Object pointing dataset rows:
= = = = = = =

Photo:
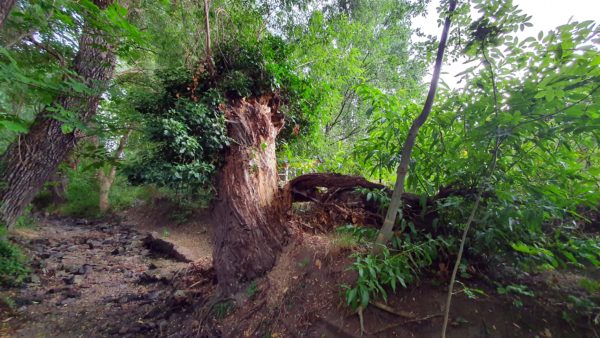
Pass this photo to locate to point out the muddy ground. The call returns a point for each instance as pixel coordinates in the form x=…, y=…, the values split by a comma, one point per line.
x=101, y=279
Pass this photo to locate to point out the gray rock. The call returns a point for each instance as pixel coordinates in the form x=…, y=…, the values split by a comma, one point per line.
x=74, y=280
x=35, y=278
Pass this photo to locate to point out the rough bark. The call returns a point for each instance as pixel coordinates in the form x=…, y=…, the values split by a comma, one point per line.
x=250, y=208
x=30, y=161
x=396, y=202
x=106, y=180
x=5, y=7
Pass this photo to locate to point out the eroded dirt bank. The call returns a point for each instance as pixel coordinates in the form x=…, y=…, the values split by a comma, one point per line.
x=100, y=279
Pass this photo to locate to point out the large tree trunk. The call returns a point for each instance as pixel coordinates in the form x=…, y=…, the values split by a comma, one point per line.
x=5, y=7
x=30, y=161
x=250, y=208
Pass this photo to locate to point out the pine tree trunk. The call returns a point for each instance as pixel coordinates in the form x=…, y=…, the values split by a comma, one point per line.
x=30, y=161
x=250, y=208
x=5, y=7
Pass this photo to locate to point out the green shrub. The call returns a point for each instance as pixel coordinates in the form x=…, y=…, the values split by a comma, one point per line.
x=13, y=265
x=399, y=266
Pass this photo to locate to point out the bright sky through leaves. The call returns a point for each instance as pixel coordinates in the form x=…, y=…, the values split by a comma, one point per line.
x=546, y=15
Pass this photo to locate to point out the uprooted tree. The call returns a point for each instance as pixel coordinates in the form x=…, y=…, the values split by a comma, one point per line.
x=250, y=209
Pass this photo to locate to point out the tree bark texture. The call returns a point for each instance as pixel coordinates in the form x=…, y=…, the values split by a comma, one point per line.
x=30, y=161
x=250, y=209
x=396, y=202
x=106, y=180
x=5, y=7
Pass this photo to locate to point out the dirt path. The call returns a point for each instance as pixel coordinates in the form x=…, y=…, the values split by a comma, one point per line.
x=91, y=280
x=101, y=280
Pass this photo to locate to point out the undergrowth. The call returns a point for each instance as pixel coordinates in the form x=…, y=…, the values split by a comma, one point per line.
x=13, y=264
x=397, y=266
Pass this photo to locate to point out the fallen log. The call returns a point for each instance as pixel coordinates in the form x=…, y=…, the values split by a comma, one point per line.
x=333, y=191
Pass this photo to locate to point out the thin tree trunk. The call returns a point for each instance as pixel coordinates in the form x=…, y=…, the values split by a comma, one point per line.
x=106, y=180
x=209, y=60
x=396, y=202
x=29, y=162
x=250, y=208
x=5, y=7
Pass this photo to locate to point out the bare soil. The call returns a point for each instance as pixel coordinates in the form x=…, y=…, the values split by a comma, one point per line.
x=99, y=280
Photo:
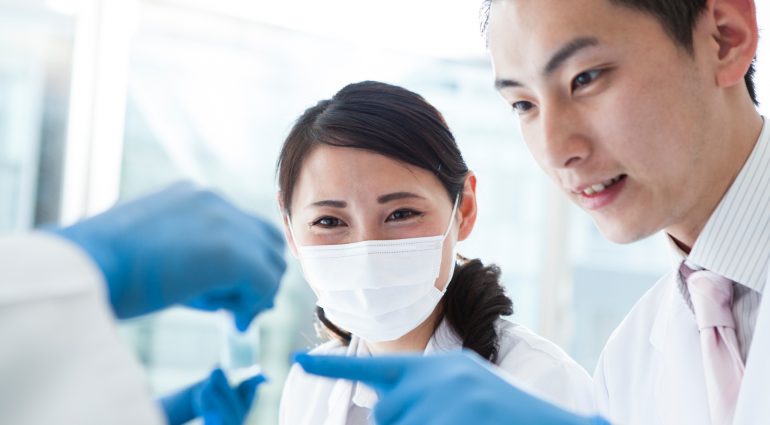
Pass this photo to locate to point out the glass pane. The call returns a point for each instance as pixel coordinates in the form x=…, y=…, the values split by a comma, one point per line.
x=35, y=68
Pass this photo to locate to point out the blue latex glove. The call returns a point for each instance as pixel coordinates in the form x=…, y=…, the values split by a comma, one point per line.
x=447, y=389
x=184, y=245
x=212, y=399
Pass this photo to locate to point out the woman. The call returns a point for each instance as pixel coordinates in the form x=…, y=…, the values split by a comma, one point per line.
x=376, y=195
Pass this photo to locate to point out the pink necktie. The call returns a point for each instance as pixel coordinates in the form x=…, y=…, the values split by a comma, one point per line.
x=711, y=296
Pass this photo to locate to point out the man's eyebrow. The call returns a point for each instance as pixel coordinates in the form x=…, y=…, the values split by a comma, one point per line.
x=567, y=51
x=558, y=58
x=397, y=195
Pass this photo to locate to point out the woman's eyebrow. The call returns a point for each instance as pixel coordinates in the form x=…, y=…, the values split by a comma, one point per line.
x=397, y=195
x=328, y=203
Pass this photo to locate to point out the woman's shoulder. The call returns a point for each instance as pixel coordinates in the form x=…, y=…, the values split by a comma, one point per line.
x=516, y=339
x=543, y=367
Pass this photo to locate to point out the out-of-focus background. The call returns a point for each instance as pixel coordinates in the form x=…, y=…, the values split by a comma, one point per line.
x=104, y=100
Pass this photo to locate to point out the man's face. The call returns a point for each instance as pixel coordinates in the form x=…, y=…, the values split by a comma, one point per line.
x=611, y=108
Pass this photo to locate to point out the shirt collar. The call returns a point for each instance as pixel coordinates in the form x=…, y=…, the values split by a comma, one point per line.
x=735, y=242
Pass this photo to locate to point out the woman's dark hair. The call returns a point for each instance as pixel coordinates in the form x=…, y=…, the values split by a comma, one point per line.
x=678, y=18
x=401, y=125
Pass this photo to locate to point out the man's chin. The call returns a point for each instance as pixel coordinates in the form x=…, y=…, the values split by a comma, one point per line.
x=621, y=233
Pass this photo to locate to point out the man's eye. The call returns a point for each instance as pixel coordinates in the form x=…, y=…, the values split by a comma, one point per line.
x=522, y=106
x=403, y=215
x=585, y=78
x=327, y=222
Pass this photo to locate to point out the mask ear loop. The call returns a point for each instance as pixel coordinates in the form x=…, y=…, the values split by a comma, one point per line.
x=291, y=232
x=452, y=217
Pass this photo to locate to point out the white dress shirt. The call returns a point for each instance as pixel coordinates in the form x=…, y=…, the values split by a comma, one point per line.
x=735, y=242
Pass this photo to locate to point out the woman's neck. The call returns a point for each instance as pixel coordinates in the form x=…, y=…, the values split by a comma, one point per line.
x=414, y=341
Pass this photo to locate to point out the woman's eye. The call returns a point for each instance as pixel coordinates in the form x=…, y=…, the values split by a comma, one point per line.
x=585, y=78
x=403, y=215
x=327, y=222
x=522, y=106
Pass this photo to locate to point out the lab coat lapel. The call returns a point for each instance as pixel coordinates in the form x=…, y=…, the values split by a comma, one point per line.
x=342, y=392
x=753, y=406
x=680, y=388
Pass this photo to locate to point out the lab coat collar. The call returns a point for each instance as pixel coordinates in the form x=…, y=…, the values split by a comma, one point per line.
x=679, y=380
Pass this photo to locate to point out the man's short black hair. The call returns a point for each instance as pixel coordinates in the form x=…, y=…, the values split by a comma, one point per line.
x=678, y=18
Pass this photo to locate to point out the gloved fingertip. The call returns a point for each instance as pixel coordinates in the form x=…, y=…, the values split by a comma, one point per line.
x=300, y=357
x=243, y=321
x=211, y=419
x=256, y=380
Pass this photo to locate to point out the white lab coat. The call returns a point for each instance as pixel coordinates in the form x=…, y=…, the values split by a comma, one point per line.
x=61, y=361
x=527, y=359
x=651, y=371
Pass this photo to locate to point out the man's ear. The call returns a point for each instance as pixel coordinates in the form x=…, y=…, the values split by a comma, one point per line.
x=732, y=25
x=467, y=209
x=286, y=231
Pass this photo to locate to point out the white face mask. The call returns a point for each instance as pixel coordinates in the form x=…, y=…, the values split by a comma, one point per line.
x=377, y=290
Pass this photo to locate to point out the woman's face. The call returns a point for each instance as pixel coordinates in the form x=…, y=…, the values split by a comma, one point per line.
x=346, y=195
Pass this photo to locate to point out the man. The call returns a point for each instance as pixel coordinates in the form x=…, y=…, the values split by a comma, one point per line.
x=61, y=360
x=643, y=112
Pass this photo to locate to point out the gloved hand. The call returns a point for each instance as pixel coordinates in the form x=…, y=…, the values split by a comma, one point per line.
x=212, y=399
x=448, y=389
x=184, y=245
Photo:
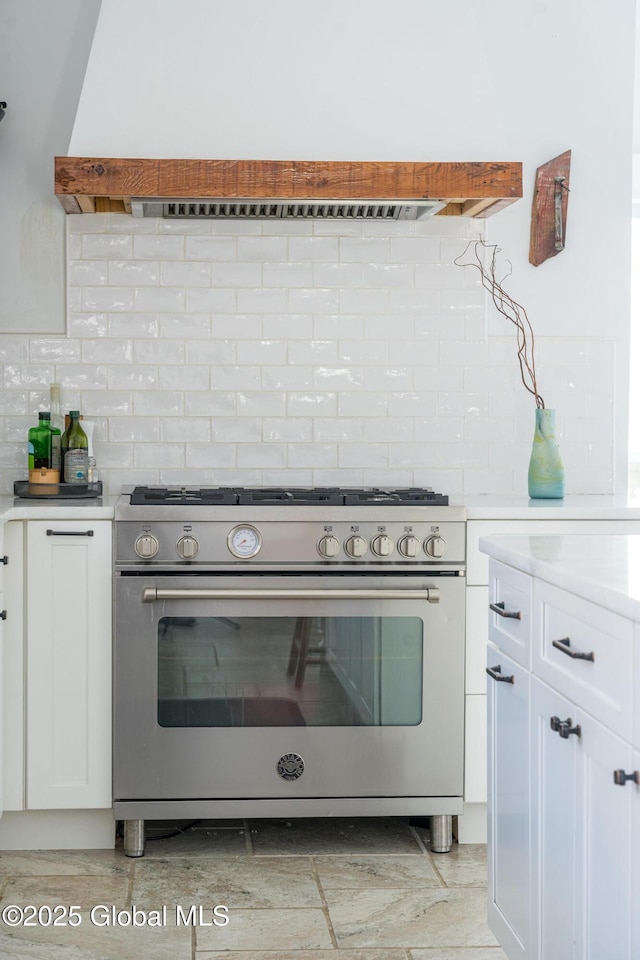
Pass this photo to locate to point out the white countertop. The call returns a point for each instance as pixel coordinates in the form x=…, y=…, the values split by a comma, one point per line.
x=96, y=508
x=584, y=507
x=602, y=568
x=485, y=507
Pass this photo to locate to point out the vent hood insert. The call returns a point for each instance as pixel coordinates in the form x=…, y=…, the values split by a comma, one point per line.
x=247, y=209
x=279, y=189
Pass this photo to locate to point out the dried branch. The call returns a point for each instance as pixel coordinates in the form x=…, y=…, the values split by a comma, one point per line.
x=508, y=307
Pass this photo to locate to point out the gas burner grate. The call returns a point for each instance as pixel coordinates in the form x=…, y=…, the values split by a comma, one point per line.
x=317, y=496
x=401, y=496
x=158, y=496
x=282, y=496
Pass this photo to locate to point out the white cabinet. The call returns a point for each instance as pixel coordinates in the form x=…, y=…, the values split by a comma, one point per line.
x=13, y=660
x=475, y=790
x=68, y=664
x=581, y=830
x=564, y=825
x=508, y=773
x=634, y=789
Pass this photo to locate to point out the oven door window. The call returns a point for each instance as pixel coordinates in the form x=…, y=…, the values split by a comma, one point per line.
x=290, y=671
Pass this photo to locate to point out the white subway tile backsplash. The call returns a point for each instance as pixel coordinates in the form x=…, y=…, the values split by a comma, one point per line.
x=104, y=245
x=263, y=300
x=300, y=352
x=185, y=429
x=27, y=375
x=262, y=248
x=290, y=377
x=132, y=377
x=269, y=352
x=287, y=275
x=162, y=351
x=134, y=429
x=133, y=325
x=236, y=429
x=134, y=272
x=106, y=298
x=159, y=455
x=153, y=247
x=58, y=349
x=184, y=377
x=261, y=404
x=107, y=351
x=295, y=326
x=263, y=455
x=210, y=404
x=182, y=274
x=287, y=430
x=156, y=299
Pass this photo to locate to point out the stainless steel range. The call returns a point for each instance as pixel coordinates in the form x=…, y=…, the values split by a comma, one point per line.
x=288, y=652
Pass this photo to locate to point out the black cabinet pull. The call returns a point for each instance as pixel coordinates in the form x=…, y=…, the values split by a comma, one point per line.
x=620, y=777
x=496, y=674
x=499, y=609
x=69, y=533
x=564, y=728
x=564, y=646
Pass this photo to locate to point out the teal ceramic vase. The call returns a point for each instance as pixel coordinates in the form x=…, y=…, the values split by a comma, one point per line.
x=546, y=469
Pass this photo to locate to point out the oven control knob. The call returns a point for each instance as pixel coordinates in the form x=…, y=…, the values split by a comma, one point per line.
x=435, y=547
x=382, y=546
x=356, y=547
x=146, y=546
x=187, y=547
x=409, y=547
x=328, y=547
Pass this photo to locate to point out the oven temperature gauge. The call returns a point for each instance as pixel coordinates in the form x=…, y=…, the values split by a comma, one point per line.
x=244, y=541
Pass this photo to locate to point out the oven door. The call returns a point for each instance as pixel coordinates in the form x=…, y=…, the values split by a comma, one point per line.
x=288, y=686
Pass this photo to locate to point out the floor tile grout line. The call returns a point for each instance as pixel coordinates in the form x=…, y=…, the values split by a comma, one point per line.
x=247, y=838
x=418, y=839
x=323, y=901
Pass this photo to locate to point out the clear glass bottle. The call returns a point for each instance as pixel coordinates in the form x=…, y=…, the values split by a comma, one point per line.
x=75, y=451
x=55, y=405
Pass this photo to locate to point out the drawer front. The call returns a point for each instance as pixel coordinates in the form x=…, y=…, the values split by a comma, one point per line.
x=586, y=653
x=510, y=611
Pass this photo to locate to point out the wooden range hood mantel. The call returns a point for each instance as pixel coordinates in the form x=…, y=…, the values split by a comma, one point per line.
x=99, y=185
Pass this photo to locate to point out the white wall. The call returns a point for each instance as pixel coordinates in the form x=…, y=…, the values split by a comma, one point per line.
x=469, y=80
x=43, y=54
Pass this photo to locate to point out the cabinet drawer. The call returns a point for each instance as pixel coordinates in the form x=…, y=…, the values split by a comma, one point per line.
x=510, y=611
x=586, y=653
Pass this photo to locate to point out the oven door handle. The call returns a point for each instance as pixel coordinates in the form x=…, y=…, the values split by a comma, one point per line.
x=151, y=594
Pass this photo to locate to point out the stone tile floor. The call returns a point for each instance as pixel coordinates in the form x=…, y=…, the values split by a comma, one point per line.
x=326, y=889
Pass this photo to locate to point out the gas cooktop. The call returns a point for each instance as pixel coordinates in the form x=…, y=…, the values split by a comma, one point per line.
x=283, y=496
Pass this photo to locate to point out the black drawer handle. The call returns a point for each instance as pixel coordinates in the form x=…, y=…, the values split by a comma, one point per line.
x=564, y=728
x=564, y=646
x=69, y=533
x=620, y=777
x=499, y=609
x=496, y=674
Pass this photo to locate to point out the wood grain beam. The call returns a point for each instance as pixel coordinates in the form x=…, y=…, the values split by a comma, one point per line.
x=290, y=179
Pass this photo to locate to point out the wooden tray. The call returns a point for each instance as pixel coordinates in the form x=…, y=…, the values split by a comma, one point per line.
x=56, y=491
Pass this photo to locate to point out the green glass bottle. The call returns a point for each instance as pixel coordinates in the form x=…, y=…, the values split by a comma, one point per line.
x=39, y=444
x=75, y=451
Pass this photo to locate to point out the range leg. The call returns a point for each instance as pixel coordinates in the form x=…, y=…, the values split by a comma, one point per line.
x=441, y=833
x=134, y=838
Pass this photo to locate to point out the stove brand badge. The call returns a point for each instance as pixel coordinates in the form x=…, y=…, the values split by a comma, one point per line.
x=290, y=766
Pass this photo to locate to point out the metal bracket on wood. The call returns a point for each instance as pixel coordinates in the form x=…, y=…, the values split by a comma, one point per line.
x=549, y=213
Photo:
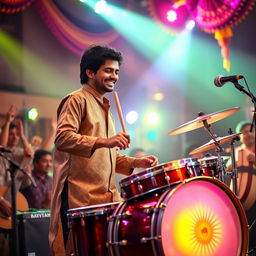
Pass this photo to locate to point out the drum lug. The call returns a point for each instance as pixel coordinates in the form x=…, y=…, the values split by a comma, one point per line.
x=167, y=178
x=123, y=194
x=140, y=188
x=146, y=239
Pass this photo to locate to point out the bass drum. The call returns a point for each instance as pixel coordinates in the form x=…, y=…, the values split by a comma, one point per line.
x=197, y=217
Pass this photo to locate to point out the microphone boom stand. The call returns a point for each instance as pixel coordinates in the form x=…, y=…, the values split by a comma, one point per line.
x=218, y=150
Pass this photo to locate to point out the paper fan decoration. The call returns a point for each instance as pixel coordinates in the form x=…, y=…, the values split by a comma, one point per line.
x=12, y=6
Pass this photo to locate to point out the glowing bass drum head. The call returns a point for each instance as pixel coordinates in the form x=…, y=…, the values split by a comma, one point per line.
x=203, y=217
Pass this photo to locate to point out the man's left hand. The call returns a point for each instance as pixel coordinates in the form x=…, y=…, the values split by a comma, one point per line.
x=145, y=162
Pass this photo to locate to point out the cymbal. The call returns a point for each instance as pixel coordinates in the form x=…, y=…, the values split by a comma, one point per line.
x=198, y=122
x=211, y=144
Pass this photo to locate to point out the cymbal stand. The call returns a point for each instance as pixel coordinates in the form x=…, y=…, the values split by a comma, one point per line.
x=218, y=150
x=234, y=174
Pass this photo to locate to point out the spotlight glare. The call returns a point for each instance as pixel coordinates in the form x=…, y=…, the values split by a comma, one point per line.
x=100, y=6
x=132, y=117
x=152, y=135
x=152, y=119
x=190, y=24
x=171, y=15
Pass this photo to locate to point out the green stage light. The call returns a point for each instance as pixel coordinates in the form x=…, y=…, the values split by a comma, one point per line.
x=152, y=135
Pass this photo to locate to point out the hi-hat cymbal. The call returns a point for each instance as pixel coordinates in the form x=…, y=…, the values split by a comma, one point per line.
x=211, y=143
x=198, y=122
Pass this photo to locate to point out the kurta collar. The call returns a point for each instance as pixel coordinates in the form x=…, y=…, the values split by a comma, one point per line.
x=98, y=96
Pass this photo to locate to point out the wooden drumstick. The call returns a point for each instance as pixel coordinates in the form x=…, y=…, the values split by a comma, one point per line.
x=120, y=113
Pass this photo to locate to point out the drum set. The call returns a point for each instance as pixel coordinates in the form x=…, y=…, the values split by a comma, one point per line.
x=178, y=208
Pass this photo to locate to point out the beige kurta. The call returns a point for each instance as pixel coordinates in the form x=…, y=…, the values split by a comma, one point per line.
x=246, y=180
x=83, y=116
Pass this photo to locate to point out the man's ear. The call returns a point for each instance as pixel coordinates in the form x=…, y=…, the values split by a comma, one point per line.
x=89, y=73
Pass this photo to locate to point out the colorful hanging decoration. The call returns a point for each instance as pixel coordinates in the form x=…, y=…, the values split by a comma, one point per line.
x=13, y=6
x=213, y=16
x=70, y=35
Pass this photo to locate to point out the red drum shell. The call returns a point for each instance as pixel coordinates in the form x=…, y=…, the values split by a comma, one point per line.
x=159, y=176
x=89, y=227
x=198, y=217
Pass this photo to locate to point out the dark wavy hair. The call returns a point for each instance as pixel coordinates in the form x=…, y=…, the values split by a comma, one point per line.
x=39, y=153
x=94, y=57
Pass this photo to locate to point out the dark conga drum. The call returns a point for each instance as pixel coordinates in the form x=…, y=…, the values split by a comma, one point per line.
x=89, y=228
x=159, y=176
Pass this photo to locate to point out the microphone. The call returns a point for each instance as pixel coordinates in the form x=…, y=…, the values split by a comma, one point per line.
x=219, y=81
x=5, y=150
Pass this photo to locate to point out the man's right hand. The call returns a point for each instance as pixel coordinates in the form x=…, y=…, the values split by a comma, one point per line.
x=5, y=208
x=11, y=114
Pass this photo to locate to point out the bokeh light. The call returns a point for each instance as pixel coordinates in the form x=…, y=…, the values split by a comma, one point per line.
x=132, y=117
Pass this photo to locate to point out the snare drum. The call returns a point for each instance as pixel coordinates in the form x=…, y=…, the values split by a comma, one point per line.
x=89, y=228
x=159, y=177
x=197, y=217
x=209, y=166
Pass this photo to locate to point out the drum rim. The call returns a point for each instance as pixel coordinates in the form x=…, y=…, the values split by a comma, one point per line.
x=93, y=210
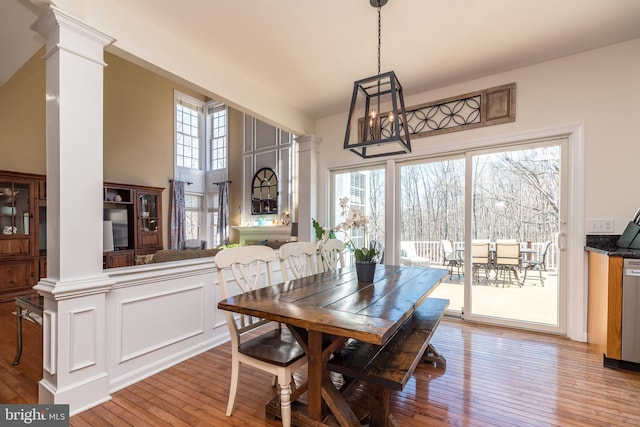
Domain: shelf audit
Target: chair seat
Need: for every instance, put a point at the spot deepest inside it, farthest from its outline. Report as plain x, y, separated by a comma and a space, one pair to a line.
277, 346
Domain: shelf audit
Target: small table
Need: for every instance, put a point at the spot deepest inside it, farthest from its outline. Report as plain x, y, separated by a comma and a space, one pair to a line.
25, 305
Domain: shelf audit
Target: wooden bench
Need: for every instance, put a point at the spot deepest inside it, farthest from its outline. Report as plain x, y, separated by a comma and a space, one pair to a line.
389, 367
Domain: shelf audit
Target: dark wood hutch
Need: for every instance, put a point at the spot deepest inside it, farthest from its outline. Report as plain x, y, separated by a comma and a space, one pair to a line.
23, 217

= = = = = = =

### Task details:
Put the listing, from its start through the line with "x=35, y=278", into a two-column CSV with the headers input and output. Give one row for each text line and the coordinates under it, with every field quoted, line breaks replaced by spaces, and the pictures left out.

### The solution:
input,output
"Photo: Pass this photo to locate to point out the muddy ground. The call returns a point for each instance as pixel coordinates in the form x=…, y=…, the values split by a comma, one point per line.","x=101, y=279"
"Pass this photo to locate to point out the gray rock. The call returns a point for each instance as pixel coordinates in the form x=…, y=…, the values split by a comma, one point per line.","x=74, y=280 x=35, y=278"